── Supplied information

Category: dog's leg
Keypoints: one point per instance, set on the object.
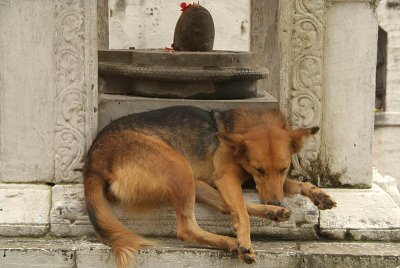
(315, 194)
(229, 186)
(183, 200)
(210, 196)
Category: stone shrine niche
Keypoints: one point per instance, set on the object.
(381, 64)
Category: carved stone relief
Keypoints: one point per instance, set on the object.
(305, 78)
(76, 85)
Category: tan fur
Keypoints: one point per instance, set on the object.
(139, 169)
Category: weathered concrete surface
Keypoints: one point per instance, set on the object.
(151, 23)
(349, 73)
(369, 214)
(24, 209)
(112, 107)
(388, 184)
(173, 253)
(17, 253)
(386, 150)
(68, 218)
(27, 114)
(389, 20)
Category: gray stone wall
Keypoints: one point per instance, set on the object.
(387, 123)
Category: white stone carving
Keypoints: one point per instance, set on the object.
(76, 85)
(306, 81)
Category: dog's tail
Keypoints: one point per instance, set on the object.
(107, 227)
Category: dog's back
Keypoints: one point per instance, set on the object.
(189, 130)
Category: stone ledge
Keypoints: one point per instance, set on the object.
(387, 119)
(68, 218)
(174, 253)
(367, 214)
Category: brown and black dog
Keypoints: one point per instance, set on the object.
(179, 154)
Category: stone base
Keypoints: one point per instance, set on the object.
(368, 214)
(24, 209)
(174, 253)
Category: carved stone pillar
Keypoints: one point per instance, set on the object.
(328, 51)
(75, 84)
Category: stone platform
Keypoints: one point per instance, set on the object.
(167, 253)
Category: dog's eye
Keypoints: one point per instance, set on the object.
(260, 170)
(283, 170)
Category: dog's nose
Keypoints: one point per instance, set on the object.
(274, 203)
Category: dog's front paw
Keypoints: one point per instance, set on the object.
(247, 255)
(279, 214)
(317, 196)
(324, 201)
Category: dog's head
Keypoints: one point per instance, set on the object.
(266, 152)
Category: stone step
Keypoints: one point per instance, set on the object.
(114, 106)
(24, 252)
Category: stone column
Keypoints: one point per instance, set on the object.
(328, 64)
(48, 105)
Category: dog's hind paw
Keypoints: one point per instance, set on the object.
(247, 255)
(324, 201)
(279, 215)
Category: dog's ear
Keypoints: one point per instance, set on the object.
(299, 136)
(235, 142)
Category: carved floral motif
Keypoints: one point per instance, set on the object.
(74, 91)
(306, 81)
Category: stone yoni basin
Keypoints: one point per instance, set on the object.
(189, 75)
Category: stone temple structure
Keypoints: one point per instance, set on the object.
(387, 121)
(321, 56)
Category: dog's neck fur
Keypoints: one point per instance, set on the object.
(241, 119)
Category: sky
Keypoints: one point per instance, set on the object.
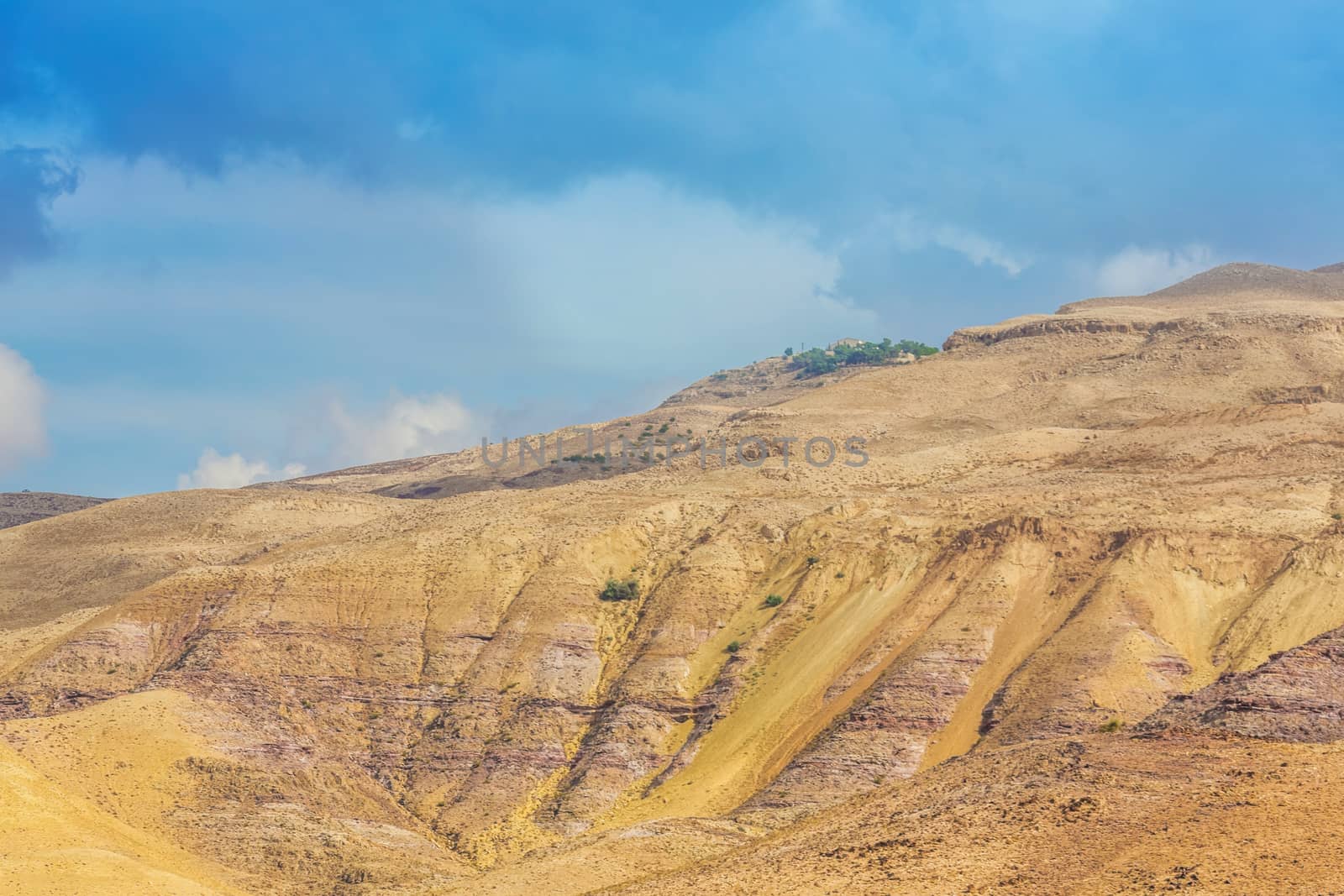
(241, 241)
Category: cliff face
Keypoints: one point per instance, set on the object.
(1065, 526)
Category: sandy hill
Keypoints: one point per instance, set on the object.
(1005, 654)
(18, 508)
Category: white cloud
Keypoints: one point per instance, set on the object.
(914, 234)
(1136, 271)
(24, 432)
(618, 270)
(215, 470)
(407, 426)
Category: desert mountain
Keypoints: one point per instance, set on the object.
(18, 508)
(1010, 653)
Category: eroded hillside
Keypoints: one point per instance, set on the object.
(1068, 524)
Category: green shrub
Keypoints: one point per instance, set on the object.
(819, 360)
(618, 590)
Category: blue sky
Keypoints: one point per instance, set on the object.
(239, 239)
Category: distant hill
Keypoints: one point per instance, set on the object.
(18, 508)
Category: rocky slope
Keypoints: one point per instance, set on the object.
(1066, 524)
(18, 508)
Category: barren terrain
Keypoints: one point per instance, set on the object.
(1070, 629)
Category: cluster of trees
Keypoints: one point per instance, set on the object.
(620, 590)
(819, 360)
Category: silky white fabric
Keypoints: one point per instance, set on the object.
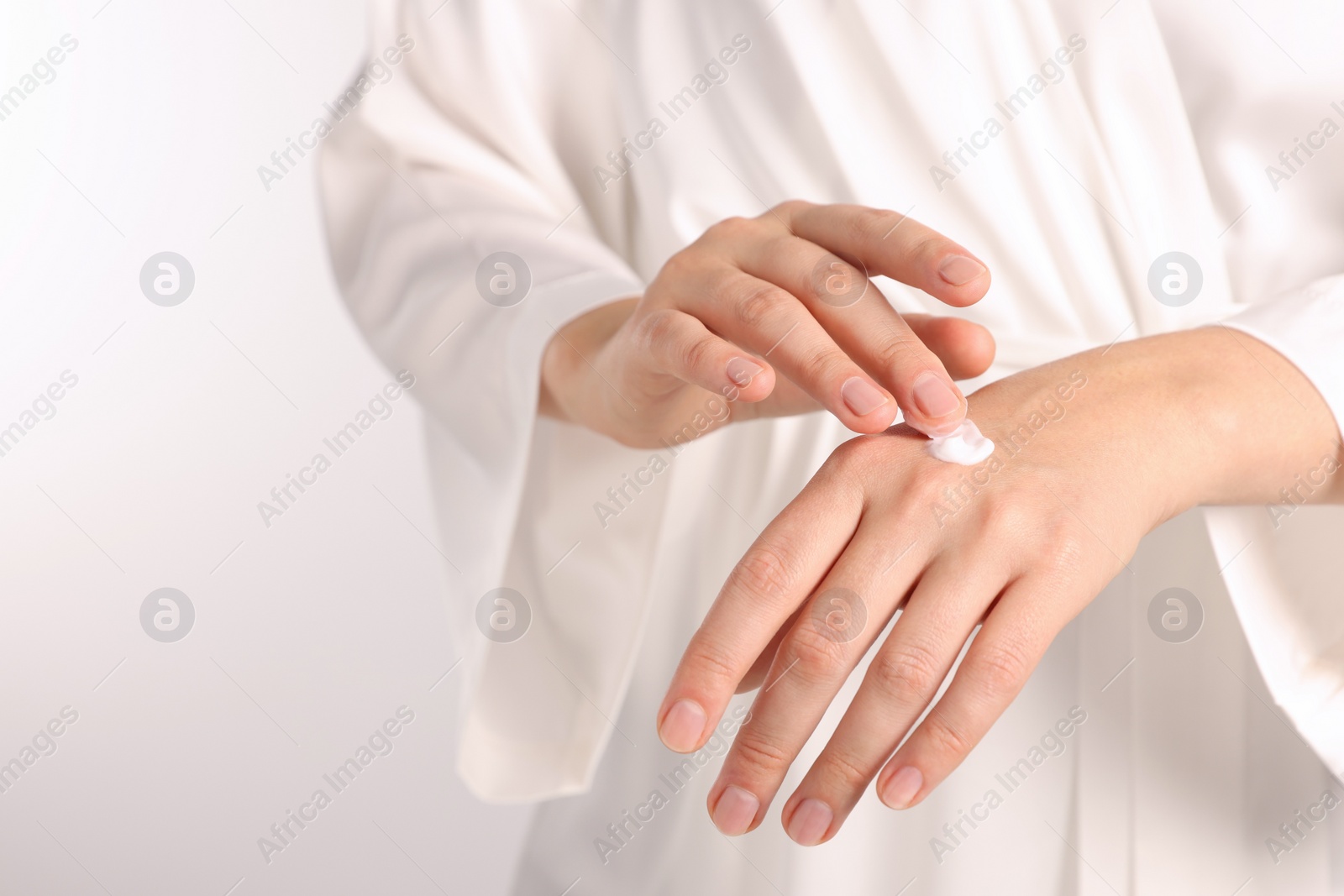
(1153, 139)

────

* To be done:
Reproduce the lines of the records above verbatim, starting at the line that contains "Category: sky" and ending at the line that contains "(1070, 629)", both included. Leave the pictures out of your answer.

* The solution:
Category: sky
Keypoints: one point per instance, set on the object.
(241, 241)
Category: cliff face
Keypoints: one point per instance, set on the object.
(1065, 526)
Category: sandy hill
Keypoints: one point per instance, set on the object.
(1005, 654)
(18, 508)
Category: white cloud
Keypoints: one point per instance, set on the object.
(914, 234)
(1136, 271)
(24, 432)
(618, 270)
(215, 470)
(407, 426)
Category: desert mountain
Keypoints: one point per instance, set on the object.
(18, 508)
(1010, 653)
Category: eroded hillside
Keypoints: one point per instance, set on the object.
(1068, 524)
Category: green shrub
Keypoints: one point per instance, set on the object.
(819, 360)
(618, 590)
Category: blue sky
Keypoints: one point per instance, set on the object.
(239, 239)
Category: distant hill
Keypoints: one point per instance, set on the object.
(18, 508)
Category: rocky slope
Keypoints: one point per instance, set on the object.
(1066, 524)
(18, 508)
Category: barren terrain
Keypoints: one point per instance, set on the object.
(1070, 629)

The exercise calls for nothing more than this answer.